- Short problem
Substitute "fallen leaf" for "dried leaf" in the lines from the start through the line that holds "point(10, 109)", inclusive. Reproduce those lines with nothing else changed.

[Location identification items]
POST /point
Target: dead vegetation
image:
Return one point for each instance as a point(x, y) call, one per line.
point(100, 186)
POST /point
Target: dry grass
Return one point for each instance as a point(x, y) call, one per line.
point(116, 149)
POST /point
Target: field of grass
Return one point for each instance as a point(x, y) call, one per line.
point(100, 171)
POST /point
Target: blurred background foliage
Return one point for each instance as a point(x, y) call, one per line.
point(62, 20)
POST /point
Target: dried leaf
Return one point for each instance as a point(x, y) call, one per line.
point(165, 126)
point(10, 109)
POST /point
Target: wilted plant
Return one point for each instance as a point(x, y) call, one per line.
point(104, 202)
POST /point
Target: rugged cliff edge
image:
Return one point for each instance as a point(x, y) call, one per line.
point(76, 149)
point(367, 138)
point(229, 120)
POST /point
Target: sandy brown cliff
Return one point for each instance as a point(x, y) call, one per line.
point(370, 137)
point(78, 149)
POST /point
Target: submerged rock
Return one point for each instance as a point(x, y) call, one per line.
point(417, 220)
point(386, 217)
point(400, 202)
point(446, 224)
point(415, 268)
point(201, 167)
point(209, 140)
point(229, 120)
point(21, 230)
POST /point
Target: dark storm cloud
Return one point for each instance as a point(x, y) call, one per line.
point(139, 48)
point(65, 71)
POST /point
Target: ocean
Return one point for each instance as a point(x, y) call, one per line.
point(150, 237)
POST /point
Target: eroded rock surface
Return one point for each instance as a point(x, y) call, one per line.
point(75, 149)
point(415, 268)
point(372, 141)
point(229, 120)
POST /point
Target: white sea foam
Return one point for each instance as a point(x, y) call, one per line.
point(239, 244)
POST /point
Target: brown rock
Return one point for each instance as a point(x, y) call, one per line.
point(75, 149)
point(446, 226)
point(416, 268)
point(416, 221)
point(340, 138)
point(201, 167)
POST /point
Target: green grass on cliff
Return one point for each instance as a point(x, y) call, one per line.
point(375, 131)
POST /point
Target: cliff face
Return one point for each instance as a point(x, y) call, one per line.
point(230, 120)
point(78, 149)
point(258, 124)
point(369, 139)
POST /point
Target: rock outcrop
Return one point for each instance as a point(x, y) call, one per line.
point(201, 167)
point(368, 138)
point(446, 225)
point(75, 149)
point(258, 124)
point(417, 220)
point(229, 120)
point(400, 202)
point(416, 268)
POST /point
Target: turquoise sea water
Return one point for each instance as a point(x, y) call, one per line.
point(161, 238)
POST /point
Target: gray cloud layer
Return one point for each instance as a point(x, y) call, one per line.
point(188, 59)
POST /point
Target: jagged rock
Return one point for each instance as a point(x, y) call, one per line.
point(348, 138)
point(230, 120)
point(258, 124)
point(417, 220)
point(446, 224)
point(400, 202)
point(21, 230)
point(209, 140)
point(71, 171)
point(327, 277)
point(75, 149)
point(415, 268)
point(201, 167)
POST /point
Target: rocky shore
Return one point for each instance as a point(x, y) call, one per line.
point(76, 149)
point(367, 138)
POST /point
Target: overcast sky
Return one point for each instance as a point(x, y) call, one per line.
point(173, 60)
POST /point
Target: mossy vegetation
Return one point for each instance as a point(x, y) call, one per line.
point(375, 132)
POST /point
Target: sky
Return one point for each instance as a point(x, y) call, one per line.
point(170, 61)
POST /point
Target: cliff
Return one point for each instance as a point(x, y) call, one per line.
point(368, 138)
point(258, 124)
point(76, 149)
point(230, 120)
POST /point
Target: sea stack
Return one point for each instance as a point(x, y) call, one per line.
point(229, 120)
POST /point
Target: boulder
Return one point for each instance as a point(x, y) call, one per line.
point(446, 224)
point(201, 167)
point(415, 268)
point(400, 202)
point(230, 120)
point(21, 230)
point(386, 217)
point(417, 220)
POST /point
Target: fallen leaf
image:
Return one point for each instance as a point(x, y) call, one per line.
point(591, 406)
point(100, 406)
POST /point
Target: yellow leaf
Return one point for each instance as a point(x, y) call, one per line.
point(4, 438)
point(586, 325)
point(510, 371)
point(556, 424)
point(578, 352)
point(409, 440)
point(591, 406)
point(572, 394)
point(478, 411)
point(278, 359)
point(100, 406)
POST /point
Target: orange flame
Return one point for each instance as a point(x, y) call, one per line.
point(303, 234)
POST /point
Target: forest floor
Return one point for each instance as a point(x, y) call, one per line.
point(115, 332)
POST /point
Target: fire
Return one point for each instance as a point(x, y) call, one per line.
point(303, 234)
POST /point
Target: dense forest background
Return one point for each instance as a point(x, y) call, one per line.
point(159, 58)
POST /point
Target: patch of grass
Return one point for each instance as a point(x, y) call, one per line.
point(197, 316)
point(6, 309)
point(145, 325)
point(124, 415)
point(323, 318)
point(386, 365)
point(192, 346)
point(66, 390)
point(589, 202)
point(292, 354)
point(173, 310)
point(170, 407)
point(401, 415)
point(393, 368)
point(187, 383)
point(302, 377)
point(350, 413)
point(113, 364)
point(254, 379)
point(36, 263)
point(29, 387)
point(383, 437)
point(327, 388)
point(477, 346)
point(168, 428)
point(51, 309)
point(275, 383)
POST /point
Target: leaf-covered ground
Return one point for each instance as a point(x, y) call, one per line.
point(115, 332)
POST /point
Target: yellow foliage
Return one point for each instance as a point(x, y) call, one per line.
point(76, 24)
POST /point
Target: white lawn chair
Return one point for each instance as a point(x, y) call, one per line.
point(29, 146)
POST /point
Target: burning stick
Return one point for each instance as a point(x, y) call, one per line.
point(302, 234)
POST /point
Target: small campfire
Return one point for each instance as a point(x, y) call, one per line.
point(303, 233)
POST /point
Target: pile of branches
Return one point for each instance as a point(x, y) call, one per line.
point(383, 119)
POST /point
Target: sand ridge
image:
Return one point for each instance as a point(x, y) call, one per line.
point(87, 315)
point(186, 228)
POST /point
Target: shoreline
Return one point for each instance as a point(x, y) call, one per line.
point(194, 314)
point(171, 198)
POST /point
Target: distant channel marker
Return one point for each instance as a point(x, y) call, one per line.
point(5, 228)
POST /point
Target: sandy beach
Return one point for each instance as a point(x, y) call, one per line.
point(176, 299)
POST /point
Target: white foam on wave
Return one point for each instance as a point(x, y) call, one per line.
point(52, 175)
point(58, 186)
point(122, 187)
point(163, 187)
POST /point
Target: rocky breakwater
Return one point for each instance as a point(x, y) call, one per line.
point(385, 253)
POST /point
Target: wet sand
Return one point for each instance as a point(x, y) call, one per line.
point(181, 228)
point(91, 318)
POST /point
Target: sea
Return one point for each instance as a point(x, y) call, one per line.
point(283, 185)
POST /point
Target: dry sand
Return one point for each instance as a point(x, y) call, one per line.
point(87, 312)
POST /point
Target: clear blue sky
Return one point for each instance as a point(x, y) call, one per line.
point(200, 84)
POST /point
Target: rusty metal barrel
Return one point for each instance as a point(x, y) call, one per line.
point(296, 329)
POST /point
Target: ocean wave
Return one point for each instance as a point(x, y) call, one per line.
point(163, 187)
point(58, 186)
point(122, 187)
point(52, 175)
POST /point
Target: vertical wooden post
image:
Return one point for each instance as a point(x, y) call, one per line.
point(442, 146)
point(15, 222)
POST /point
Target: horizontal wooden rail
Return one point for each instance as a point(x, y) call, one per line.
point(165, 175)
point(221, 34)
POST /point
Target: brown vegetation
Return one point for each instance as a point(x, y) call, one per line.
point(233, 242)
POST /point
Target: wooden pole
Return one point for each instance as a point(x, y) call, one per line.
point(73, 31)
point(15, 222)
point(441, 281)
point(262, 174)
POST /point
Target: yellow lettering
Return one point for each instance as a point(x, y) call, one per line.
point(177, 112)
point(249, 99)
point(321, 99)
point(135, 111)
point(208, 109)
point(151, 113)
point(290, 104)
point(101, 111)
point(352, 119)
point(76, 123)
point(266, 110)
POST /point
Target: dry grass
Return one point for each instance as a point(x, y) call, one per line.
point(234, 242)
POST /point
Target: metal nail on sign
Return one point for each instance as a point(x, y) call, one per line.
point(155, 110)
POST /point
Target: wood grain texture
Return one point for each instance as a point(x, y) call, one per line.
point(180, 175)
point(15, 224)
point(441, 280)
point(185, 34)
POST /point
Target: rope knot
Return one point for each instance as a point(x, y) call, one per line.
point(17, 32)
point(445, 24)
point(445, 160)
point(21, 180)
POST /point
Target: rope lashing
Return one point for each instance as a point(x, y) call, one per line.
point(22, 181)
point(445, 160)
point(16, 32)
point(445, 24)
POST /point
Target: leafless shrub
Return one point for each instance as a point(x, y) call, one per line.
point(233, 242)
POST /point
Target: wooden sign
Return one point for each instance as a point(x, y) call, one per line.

- Reply to the exercise
POST /point
Target: dead vegetation
image:
Return one point for each instance as a point(x, y) call, one per line.
point(100, 186)
POST /point
Target: dry grass
Return one point for each instance as a point(x, y) call, one per line.
point(116, 149)
POST /point
Target: field of grass
Return one point for each instance as a point(x, y) call, one per line.
point(100, 171)
POST /point
Target: blurred background foliage
Return one point for each instance as a point(x, y) call, one per line.
point(62, 20)
POST /point
Target: fallen leaf
Return one point for each instance as a point(x, y) call, one per line.
point(165, 126)
point(10, 109)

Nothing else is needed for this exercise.